**WRITTEN INSTRUCTION**
State how many lines in the data below contain the word "green", and give only that number.

**Stored dataset items**
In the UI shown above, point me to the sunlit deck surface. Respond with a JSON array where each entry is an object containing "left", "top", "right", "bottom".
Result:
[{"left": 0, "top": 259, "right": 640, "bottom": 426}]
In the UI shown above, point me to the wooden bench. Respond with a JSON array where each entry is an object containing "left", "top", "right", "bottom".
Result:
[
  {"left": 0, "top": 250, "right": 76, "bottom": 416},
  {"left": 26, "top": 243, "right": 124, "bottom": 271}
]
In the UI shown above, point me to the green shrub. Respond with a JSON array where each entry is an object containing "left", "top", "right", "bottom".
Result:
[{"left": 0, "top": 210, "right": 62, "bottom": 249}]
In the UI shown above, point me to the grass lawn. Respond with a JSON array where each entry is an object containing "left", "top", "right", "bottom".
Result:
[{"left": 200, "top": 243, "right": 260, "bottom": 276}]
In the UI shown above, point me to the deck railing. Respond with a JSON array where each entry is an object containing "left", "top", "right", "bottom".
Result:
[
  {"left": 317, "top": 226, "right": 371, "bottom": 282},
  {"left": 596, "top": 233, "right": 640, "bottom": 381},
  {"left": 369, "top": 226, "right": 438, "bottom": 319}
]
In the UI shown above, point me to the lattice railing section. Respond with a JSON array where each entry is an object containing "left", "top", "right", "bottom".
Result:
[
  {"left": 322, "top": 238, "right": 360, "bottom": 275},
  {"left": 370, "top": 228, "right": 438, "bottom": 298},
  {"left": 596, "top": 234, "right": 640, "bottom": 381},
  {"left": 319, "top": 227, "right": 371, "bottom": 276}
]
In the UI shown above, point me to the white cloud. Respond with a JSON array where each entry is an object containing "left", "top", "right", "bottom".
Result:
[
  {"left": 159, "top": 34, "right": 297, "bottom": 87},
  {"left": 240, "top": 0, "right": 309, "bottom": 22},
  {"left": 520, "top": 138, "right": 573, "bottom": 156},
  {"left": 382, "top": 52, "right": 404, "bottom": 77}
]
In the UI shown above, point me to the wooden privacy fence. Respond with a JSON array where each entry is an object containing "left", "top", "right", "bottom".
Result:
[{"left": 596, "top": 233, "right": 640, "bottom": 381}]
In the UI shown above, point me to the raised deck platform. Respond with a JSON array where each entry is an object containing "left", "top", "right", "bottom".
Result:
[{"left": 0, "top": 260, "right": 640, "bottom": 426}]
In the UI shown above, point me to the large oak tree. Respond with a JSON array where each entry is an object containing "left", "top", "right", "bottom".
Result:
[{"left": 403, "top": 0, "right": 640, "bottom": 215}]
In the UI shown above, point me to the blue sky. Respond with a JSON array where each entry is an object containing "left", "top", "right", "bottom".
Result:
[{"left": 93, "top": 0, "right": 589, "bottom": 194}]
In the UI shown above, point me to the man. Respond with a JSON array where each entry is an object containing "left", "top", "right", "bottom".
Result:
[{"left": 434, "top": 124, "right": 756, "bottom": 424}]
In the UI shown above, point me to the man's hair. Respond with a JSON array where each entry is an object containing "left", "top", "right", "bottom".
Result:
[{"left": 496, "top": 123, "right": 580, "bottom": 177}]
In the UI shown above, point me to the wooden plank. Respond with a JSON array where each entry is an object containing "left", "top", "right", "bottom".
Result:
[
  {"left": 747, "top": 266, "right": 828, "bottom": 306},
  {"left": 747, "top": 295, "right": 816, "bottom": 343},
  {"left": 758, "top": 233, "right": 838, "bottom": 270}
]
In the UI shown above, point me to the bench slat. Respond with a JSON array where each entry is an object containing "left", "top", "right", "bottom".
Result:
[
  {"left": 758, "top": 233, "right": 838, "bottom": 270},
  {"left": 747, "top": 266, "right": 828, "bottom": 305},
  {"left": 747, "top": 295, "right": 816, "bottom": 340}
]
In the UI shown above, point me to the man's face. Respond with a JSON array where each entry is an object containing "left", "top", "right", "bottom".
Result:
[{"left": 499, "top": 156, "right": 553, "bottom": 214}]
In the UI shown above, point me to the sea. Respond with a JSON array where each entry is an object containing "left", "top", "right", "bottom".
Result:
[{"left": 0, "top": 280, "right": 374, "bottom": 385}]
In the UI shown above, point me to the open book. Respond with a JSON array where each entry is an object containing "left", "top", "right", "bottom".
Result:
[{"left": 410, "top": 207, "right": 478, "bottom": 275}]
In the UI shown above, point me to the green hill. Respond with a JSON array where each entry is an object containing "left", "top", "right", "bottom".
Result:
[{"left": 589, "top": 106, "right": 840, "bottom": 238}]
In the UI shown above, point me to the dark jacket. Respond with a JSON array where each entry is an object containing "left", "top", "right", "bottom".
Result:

**RESULT**
2